[Location identification items]

....................

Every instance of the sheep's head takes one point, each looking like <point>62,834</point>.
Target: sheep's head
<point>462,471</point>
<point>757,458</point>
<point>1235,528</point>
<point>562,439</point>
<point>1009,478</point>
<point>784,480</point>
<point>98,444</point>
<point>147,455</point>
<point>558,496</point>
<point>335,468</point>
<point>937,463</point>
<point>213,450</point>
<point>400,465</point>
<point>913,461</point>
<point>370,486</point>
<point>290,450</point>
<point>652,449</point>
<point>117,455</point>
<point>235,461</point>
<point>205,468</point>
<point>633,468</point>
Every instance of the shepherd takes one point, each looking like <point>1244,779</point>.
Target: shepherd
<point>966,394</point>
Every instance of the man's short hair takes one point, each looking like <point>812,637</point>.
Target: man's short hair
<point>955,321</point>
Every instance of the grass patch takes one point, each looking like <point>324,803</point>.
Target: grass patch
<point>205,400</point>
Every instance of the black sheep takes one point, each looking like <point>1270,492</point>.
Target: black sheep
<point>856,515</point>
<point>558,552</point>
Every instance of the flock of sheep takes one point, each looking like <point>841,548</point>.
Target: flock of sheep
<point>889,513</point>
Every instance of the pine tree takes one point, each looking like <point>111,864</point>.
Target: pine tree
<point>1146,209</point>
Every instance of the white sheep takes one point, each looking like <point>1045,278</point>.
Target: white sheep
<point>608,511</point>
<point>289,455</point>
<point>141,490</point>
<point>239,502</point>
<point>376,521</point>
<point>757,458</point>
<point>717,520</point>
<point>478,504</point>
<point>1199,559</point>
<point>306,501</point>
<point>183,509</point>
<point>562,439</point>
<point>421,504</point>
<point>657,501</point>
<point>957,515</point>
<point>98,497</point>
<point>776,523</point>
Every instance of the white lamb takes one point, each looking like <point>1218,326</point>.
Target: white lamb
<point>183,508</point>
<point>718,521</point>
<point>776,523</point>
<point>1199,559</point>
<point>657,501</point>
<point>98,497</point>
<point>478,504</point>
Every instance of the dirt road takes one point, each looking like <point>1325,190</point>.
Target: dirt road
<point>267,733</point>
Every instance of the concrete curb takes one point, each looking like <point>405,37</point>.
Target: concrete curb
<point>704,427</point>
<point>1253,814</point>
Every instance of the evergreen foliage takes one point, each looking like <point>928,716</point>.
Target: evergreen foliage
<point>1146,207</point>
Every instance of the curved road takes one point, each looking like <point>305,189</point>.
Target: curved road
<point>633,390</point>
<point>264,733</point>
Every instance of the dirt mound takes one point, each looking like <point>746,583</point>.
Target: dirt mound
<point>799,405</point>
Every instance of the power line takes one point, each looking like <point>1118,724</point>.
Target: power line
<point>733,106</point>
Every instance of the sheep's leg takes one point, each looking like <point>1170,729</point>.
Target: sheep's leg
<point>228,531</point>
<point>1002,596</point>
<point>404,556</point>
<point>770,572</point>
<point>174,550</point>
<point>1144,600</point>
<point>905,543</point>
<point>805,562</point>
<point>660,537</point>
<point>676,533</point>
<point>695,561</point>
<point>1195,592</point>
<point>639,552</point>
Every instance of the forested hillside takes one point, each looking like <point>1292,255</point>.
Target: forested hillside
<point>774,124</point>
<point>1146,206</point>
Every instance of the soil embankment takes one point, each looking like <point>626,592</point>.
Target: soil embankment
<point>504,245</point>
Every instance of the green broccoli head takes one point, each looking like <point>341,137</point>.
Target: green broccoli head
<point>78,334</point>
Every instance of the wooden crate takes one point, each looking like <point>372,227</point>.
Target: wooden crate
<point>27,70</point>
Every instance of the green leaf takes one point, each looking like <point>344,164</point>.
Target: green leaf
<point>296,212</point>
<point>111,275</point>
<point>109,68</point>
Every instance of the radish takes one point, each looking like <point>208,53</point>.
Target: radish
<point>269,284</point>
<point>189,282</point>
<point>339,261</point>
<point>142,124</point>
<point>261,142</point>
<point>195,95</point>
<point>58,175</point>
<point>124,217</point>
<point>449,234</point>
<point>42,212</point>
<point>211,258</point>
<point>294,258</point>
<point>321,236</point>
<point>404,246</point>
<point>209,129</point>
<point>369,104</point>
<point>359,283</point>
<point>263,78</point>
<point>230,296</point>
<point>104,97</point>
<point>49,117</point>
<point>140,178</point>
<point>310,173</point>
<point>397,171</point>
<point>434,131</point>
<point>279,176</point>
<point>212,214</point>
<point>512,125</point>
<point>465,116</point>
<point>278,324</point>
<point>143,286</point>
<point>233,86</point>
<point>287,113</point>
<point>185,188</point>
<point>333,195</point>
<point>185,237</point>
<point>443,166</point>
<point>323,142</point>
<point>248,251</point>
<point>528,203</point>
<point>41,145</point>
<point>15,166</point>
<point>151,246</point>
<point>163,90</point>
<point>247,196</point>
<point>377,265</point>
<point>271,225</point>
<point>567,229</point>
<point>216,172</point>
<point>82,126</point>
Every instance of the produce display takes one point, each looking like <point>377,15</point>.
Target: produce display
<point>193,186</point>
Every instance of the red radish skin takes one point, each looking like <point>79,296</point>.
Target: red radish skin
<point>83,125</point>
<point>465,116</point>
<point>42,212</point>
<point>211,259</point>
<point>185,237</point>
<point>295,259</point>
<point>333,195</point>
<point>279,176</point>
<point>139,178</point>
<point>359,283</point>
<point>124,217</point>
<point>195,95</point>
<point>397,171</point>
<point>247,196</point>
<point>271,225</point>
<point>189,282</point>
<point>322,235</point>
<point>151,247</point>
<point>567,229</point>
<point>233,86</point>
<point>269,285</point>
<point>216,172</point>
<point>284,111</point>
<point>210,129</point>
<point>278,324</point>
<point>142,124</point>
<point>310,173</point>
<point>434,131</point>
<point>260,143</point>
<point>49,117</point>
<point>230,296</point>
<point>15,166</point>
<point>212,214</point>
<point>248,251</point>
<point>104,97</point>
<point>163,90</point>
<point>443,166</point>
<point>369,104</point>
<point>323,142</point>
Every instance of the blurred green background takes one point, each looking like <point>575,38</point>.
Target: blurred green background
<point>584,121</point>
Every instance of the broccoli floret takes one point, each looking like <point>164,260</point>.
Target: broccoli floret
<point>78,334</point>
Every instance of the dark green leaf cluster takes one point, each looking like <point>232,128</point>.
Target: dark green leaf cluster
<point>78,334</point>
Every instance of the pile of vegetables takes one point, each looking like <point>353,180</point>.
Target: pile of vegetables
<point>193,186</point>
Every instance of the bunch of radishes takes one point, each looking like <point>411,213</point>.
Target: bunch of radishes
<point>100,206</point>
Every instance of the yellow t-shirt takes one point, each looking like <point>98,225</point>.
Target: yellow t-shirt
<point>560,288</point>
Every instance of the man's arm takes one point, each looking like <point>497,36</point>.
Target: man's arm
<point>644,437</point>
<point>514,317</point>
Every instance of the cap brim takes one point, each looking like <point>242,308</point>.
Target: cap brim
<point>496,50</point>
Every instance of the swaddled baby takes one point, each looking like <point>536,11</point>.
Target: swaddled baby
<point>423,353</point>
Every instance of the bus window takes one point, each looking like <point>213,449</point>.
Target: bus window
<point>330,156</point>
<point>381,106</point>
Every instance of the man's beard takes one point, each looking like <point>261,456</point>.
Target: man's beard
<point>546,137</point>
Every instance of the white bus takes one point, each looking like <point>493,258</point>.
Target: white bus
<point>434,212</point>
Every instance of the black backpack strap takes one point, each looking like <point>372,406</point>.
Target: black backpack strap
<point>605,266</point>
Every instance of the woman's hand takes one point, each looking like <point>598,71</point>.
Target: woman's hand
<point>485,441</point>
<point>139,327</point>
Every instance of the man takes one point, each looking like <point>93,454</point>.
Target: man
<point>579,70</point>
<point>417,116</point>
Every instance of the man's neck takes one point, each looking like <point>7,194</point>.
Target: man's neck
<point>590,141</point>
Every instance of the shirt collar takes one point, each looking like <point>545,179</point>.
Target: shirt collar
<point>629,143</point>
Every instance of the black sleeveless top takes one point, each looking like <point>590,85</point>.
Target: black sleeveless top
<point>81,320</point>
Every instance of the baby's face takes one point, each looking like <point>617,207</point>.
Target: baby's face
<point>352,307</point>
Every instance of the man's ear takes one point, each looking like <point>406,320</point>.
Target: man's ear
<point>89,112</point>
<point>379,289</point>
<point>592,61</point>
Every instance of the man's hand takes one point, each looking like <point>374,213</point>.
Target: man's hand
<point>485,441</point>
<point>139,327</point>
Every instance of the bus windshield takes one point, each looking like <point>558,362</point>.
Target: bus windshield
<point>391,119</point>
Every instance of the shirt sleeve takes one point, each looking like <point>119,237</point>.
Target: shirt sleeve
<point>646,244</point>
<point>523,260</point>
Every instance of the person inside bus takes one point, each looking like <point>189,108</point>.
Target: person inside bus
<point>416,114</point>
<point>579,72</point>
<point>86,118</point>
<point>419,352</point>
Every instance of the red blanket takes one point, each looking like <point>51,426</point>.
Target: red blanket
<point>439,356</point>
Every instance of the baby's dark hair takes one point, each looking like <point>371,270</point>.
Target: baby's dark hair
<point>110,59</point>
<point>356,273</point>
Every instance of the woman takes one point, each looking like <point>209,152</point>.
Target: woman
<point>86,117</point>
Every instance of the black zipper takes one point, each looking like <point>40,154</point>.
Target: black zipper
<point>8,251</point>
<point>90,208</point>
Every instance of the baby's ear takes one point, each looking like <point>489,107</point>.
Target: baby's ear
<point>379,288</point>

....................

The line containing "Every instance of the black sleeveless" marks the start; retype it and each line after it through the end of the records above, exactly.

= EXPECTED ANSWER =
Every instance of the black sleeveless top takes one point, each looking like <point>590,85</point>.
Target: black sleeveless top
<point>81,320</point>
Every instance of the baby's face takes one point, each looking like <point>617,207</point>.
Target: baby's face
<point>352,307</point>
Every instance of the man's ear takes one point, each looking like <point>406,320</point>.
Target: man's ear
<point>89,112</point>
<point>379,289</point>
<point>592,61</point>
Every instance of the man's hand takes one point, each looking like <point>374,213</point>.
Target: man's hand
<point>485,441</point>
<point>139,327</point>
Every instance of the bus windshield takes one point, each looking like <point>558,362</point>.
Target: bus windshield
<point>391,119</point>
Every instance of the shirt sleeve takes one point, each looking like <point>119,237</point>.
Target: shirt sleeve
<point>646,244</point>
<point>523,260</point>
Every instance of the person inside bus takes one point, each looking like <point>189,108</point>.
Target: person inside bus
<point>416,114</point>
<point>579,72</point>
<point>86,118</point>
<point>419,352</point>
Every instance of the red blanket takes one point, each looking like <point>51,426</point>.
Target: red blanket
<point>439,356</point>
Every instance of the baby's dark hair takes one point, each looking like <point>371,270</point>.
Target: baby's dark hair
<point>110,59</point>
<point>356,273</point>
Every instance of the woman takes one point, each looking like <point>209,152</point>.
Target: woman
<point>86,117</point>
Every instance of the black zipper takes one point, each looking like <point>40,154</point>.
Target: black zipper
<point>8,251</point>
<point>90,208</point>
Every instance of the baby's ear takes one point, each looking like <point>489,107</point>.
Target: baby's ear
<point>379,288</point>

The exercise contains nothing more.